## begin Selected passage

Inside her home, Holmes pretends to faint and asks the maid to open the window for some air. He asks Adler if she has any smelling salts, and while she is away to get it, raises his hand and motions to Dr. Watson, who is just outside the windows waiting for his cue. Dr. Watson tosses a plumber's smoke rocket into the room through the window. While the smoke from the rocket fills in the room, Holmes raises a cry of "Fire!" and in the confusion that ensues Adler rushes to open a panel in the wall that reveals a button, but before she can press it she notices that Holmes is watching her do that. She immediately closes the panel probably realizing that the whole thing was a ruse to get her to reveal the hiding place.

Holmes points out that the smoke is coming from the rocket and asks the coachman to tell the people outside on the street that it was a false alarm. With the hiding place now known, Holmes leaves in spite of Adler's insistence on him staying back for some refreshments.

## end Selected passage

### Direction
Transcribe the part of the Holmes and Adler passage that opens with the words containing "Inside her home, Holmes" and closes with "the hiding place.".

## begin Data provided

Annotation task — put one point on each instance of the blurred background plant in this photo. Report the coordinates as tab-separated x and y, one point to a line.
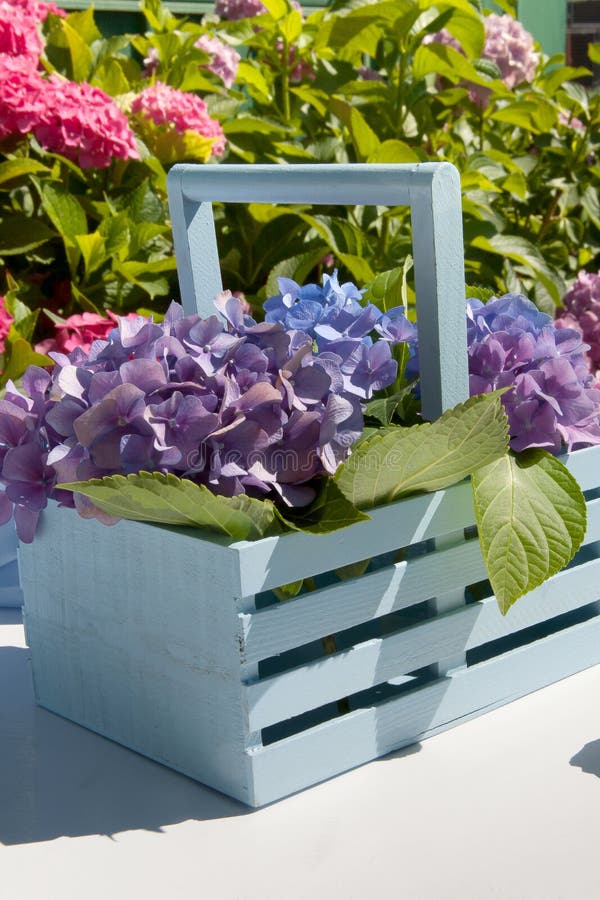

## end Data provided

### Output
Inside her home, Holmes pretends to faint and asks the maid to open the window for some air. He asks Adler if she has any smelling salts, and while she is away to get it, raises his hand and motions to Dr. Watson, who is just outside the windows waiting for his cue. Dr. Watson tosses a plumber's smoke rocket into the room through the window. While the smoke from the rocket fills in the room, Holmes raises a cry of "Fire!" and in the confusion that ensues Adler rushes to open a panel in the wall that reveals a button, but before she can press it she notices that Holmes is watching her do that. She immediately closes the panel probably realizing that the whole thing was a ruse to get her to reveal the hiding place.